----- Material provided -----

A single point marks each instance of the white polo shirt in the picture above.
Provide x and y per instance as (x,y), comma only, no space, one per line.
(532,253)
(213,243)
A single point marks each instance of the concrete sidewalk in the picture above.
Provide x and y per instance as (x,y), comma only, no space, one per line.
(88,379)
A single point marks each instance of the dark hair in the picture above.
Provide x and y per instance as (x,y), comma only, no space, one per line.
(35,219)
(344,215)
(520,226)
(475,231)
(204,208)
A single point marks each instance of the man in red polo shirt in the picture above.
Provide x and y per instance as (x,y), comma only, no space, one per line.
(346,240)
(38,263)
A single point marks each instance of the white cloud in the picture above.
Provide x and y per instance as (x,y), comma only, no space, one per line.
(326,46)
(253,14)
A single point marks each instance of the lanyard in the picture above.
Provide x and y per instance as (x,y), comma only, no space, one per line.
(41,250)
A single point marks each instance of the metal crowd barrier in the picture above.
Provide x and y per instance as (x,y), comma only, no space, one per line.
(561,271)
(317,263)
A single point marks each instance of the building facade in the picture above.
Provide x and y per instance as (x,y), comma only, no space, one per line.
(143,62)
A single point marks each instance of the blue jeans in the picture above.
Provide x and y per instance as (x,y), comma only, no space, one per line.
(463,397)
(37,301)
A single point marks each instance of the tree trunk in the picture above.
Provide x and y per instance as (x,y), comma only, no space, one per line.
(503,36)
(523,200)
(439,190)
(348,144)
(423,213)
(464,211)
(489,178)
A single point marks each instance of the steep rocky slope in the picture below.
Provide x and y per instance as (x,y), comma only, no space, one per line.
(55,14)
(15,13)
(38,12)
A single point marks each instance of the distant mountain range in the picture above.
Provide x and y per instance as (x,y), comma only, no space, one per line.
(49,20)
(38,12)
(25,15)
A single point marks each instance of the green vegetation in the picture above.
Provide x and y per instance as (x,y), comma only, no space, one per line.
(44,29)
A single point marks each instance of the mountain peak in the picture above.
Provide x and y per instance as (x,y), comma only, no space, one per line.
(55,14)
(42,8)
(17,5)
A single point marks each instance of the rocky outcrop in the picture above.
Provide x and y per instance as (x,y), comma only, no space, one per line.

-----

◆ Exercise aim ◆
How many of the lines above contain the string "white"? Give the count alone.

◆ Reply ◆
2